Based on [7], these stresses might also be pronounced by the shrinkage anisotropic property of wood. Moreover, according to [7] varying climatic condition causing a moisture content variation within the timber element are found to be one of the main reasons for the cracks to occur in the fibre direction.

1.2 Aim and purpose

As it has been discussed in the previous sub-section, variation of moisture content in the timber section could have a significant influence on crack development along the fibre direction. Hence, this master thesis will study moisture driven crack initiation and propagation in the close surrounding of dowelled timber connections by using an extended finite element method (XFEM) provided by the finite element software called abaqus. Moreover, a secondary aim is to investigate how various parameters, i.e. dowel spacing and fracture energy, influences the moisture induced crack propagation and length through the timber section.

### RECORD SET
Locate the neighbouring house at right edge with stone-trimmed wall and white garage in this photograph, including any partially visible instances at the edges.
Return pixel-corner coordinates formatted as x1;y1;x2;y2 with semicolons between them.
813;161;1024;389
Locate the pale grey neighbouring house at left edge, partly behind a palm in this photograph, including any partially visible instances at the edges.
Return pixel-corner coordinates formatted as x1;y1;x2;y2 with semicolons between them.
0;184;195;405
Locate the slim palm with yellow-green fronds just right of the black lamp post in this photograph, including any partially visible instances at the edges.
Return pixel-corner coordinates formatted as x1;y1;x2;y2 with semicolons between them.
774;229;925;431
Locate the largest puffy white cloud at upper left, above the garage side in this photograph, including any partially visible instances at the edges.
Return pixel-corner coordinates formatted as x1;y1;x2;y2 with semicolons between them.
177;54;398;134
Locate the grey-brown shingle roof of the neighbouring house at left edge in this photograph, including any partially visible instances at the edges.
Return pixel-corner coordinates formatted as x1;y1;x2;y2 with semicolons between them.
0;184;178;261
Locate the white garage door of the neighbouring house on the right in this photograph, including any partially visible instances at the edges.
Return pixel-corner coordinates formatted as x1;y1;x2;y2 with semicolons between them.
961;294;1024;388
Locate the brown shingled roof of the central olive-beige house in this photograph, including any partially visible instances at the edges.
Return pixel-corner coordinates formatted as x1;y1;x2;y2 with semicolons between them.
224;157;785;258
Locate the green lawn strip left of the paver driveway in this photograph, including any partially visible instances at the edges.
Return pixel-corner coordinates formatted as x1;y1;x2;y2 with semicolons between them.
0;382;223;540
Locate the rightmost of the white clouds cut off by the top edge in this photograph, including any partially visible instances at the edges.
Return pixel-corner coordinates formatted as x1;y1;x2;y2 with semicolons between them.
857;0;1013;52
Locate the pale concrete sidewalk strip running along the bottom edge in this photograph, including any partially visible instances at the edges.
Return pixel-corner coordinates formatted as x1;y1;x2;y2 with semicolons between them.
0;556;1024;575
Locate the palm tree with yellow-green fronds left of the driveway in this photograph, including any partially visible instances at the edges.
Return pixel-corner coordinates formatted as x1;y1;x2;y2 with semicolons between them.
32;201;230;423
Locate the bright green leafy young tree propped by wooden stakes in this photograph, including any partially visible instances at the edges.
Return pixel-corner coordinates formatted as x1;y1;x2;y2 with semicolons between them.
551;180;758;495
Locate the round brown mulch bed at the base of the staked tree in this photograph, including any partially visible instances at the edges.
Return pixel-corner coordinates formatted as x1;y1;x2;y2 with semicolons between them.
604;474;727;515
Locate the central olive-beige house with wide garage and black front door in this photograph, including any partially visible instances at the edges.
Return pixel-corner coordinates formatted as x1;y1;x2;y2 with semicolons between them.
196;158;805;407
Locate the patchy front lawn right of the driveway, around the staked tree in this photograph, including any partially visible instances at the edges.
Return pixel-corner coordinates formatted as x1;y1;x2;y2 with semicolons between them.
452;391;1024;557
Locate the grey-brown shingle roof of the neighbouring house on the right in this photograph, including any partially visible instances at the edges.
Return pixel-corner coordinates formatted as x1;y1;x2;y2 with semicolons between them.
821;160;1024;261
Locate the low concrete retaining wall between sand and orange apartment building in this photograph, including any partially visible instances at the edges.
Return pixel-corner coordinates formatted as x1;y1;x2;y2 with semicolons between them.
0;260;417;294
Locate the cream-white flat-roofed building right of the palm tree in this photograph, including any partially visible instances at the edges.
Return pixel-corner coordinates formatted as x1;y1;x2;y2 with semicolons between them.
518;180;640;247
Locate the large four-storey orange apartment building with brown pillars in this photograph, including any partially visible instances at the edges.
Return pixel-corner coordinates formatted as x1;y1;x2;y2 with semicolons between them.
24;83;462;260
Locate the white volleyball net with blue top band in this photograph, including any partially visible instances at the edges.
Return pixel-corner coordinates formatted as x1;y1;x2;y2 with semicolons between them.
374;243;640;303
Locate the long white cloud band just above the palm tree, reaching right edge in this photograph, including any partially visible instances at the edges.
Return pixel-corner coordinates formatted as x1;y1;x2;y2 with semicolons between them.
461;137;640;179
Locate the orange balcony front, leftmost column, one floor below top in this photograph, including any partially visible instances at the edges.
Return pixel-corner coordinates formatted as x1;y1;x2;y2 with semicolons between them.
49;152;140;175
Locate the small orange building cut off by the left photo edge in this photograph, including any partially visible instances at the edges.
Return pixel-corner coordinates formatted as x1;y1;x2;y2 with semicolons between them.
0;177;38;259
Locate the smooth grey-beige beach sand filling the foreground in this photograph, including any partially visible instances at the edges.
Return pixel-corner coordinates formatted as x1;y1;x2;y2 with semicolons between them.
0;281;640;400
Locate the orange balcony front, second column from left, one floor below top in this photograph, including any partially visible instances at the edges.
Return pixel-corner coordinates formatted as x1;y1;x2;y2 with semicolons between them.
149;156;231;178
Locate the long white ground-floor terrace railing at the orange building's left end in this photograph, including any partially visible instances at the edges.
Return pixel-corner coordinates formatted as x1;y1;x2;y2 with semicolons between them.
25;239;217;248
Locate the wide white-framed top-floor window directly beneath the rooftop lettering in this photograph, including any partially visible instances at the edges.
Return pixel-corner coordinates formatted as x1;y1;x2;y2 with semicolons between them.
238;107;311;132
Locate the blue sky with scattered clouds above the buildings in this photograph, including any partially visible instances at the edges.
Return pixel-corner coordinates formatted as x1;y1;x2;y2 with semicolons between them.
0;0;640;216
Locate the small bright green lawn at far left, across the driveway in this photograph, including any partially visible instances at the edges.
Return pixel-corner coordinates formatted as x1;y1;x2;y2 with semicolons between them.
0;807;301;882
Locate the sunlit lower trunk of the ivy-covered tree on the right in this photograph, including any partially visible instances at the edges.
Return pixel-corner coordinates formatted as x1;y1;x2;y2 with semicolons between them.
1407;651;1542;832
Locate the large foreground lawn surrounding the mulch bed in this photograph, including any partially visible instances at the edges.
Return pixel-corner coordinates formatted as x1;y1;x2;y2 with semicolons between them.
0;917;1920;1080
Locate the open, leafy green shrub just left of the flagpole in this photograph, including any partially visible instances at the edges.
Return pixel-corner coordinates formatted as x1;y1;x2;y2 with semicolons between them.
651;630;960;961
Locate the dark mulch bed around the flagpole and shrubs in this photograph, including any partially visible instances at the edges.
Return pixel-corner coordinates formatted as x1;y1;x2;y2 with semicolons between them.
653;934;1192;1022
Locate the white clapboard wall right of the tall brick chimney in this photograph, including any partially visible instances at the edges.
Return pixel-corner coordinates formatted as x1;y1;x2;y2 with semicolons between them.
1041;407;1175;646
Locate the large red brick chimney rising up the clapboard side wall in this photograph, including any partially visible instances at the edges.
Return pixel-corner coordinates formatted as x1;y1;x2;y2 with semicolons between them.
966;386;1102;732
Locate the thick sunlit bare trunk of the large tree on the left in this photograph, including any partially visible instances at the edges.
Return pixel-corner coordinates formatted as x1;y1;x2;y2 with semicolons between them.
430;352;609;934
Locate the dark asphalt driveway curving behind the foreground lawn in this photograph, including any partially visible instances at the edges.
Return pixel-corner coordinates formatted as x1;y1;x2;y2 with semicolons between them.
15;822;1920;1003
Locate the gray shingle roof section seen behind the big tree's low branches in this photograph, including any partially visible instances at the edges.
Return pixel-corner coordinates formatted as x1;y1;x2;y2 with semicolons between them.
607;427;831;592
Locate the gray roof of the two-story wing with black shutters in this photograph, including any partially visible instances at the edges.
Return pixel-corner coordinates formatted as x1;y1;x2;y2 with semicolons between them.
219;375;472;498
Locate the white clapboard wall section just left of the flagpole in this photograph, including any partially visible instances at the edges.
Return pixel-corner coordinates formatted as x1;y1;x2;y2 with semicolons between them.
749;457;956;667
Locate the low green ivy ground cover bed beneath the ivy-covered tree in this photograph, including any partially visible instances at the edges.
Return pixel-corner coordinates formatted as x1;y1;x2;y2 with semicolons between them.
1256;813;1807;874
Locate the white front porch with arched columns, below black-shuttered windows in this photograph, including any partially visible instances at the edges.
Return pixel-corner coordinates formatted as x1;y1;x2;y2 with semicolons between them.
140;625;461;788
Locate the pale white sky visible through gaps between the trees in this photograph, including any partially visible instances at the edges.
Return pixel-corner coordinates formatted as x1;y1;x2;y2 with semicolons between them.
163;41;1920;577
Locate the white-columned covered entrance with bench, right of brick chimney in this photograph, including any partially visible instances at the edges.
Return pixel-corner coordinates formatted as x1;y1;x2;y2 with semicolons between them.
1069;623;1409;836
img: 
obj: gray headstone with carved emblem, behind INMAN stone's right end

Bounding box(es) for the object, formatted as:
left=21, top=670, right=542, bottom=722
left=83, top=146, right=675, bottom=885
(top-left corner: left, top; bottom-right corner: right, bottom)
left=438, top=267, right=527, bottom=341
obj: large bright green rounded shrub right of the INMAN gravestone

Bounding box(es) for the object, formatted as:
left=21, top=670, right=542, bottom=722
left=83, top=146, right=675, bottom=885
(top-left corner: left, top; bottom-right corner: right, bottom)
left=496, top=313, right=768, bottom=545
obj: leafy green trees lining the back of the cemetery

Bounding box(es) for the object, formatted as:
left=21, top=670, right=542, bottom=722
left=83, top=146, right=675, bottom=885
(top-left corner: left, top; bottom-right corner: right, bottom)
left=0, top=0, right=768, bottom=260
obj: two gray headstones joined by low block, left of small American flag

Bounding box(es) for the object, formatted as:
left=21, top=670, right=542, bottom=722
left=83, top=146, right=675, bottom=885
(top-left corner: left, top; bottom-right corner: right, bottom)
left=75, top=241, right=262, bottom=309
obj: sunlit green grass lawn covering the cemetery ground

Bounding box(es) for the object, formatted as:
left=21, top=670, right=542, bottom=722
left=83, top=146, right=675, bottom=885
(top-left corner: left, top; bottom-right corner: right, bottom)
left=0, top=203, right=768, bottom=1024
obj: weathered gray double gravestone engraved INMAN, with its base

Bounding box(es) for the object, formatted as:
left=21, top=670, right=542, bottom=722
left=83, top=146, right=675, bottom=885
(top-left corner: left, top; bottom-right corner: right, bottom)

### EXERCISE BRIEF
Pick up the passage above on moisture-driven cracking in dowelled timber connections and continue it from its final sentence.

### RESPONSE TO THIS EXERCISE
The main purpose of this study is to create a better understanding of how a dowelled connection should be designed with respect to moisture content variation. Thereby, to contribute to the prevention of possible connection failures related to moisture induced cracks along the fibre direction.

1.3 Hypothesis and limitations

Since wood is a hygroscopic material, the first hypothesis is that the shrinkage and/or swelling caused by the moisture content variation coupled with mechanical constraints will initiate a crack in a dowelled timber connection along the fibre direction.

Additionally, it is hypothesized that the vertical and horizontal dowel spacing will affect the crack propagation into the considered timber section.

The work in this thesis is limited only to two-dimensional (2D) XFEM simulations in ABAQUS, with a background theory of linear elastic fracture mechanics (LEFM). It is assumed that crack will initiate at a preselected single point with an elastoplastic

material property defined in ABAQUS. Moreover, it is assumed that the cracks studied in this thesis work will follow a Mode I crack opening. Finally, Fick's law of diffusion will be employed to model transient moisture diffusion.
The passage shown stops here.